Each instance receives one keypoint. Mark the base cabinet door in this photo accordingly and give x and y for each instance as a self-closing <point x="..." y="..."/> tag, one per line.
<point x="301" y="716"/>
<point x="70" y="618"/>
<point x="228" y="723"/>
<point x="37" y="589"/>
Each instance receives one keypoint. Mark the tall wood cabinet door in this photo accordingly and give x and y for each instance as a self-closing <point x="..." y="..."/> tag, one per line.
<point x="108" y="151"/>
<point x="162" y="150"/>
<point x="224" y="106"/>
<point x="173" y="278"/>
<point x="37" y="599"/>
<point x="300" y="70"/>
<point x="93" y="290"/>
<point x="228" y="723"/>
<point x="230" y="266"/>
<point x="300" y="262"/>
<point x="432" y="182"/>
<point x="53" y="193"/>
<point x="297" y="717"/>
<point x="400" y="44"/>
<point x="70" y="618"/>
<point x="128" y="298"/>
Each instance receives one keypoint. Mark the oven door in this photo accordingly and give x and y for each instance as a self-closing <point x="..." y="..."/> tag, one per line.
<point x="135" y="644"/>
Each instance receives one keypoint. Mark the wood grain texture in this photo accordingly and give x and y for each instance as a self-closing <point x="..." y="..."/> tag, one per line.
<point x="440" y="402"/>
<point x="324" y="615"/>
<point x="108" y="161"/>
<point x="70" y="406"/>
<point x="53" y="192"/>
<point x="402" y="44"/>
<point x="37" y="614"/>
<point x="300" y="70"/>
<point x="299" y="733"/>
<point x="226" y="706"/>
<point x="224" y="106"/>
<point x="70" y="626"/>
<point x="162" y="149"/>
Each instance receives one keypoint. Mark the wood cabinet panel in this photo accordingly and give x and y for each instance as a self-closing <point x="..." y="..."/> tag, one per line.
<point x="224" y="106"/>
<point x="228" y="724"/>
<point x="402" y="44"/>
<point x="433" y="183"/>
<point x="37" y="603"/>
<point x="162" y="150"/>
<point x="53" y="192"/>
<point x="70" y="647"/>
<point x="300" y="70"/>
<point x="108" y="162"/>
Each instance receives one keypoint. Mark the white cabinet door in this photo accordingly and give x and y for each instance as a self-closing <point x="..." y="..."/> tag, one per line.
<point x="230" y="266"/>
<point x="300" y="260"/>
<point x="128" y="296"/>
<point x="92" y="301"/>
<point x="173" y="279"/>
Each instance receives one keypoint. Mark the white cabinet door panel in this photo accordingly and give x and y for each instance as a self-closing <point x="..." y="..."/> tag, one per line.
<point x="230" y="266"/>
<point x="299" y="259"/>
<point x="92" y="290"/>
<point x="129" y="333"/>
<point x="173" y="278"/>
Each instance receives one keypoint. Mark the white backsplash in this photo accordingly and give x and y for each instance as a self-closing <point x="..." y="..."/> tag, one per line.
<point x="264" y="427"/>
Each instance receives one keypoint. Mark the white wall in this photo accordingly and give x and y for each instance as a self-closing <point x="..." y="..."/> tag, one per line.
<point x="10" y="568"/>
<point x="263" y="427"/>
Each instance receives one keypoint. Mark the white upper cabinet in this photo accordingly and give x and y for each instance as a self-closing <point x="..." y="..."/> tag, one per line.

****

Retype all of the material, exactly as written.

> [Final answer]:
Each instance receives one keypoint. Mark the base cabinet door in this photo accordingly and give x and y for each instance as a self-closing <point x="..." y="..."/> tag, one per line.
<point x="301" y="716"/>
<point x="70" y="618"/>
<point x="228" y="723"/>
<point x="37" y="589"/>
Each instance receives one keypoint. Mark the tall wood cabinet door in this photo accordingly and give x and y for each instance as a self-closing <point x="..." y="..."/> tag, one per line.
<point x="108" y="151"/>
<point x="162" y="150"/>
<point x="224" y="106"/>
<point x="173" y="278"/>
<point x="37" y="599"/>
<point x="300" y="70"/>
<point x="93" y="290"/>
<point x="228" y="723"/>
<point x="230" y="266"/>
<point x="300" y="262"/>
<point x="432" y="182"/>
<point x="53" y="193"/>
<point x="297" y="717"/>
<point x="400" y="44"/>
<point x="70" y="618"/>
<point x="128" y="298"/>
Each instance receives one keypoint. Mark the oven door in this photo accordingly and give x and y for each instance as a self-closing <point x="..." y="..."/> tag, one per line.
<point x="135" y="644"/>
Each instance receives one keypoint. Mark the wood grain texture in this photo accordingly and give x and y for each instance as a self-closing <point x="..." y="..."/> tag, one per line.
<point x="440" y="402"/>
<point x="324" y="615"/>
<point x="108" y="161"/>
<point x="70" y="406"/>
<point x="53" y="192"/>
<point x="402" y="44"/>
<point x="37" y="614"/>
<point x="300" y="70"/>
<point x="299" y="733"/>
<point x="226" y="706"/>
<point x="224" y="106"/>
<point x="70" y="626"/>
<point x="162" y="149"/>
Each instance receives one keypoint. Mark the wood cabinet panel in this photo accordingly and give x and y for each instance as a self-closing <point x="..." y="..."/> tag, one per line.
<point x="224" y="106"/>
<point x="228" y="724"/>
<point x="402" y="44"/>
<point x="433" y="183"/>
<point x="37" y="603"/>
<point x="162" y="150"/>
<point x="53" y="192"/>
<point x="70" y="647"/>
<point x="300" y="70"/>
<point x="108" y="162"/>
Each instance receives one keypoint. Mark the white cabinet door in this photo accordingly and give x and y for each instance as a self-closing <point x="..." y="..."/> tag, one per line.
<point x="230" y="266"/>
<point x="300" y="260"/>
<point x="128" y="296"/>
<point x="92" y="301"/>
<point x="173" y="279"/>
Each instance receives one keypoint. Mark the white cabinet door panel in this photo accordingly and give x and y for each instance as a self-closing <point x="..." y="..."/> tag, one per line.
<point x="230" y="266"/>
<point x="299" y="259"/>
<point x="92" y="290"/>
<point x="129" y="333"/>
<point x="173" y="278"/>
Each instance receives one keypoint. Mark the white backsplash in this photo accordingly and give x and y for each instance as a self-closing <point x="..." y="..."/> tag, one per line.
<point x="264" y="427"/>
Each instance receives one keypoint. Mark the white wall in this photo accordingly and give x and y for each instance as a self-closing <point x="..." y="..."/> tag, one per line.
<point x="10" y="568"/>
<point x="263" y="427"/>
Each instance receives one keypoint. Mark the white upper cabinet in this photo accordingly and give x and y for each instance as a self-closing <point x="..." y="..."/> tag, one per line.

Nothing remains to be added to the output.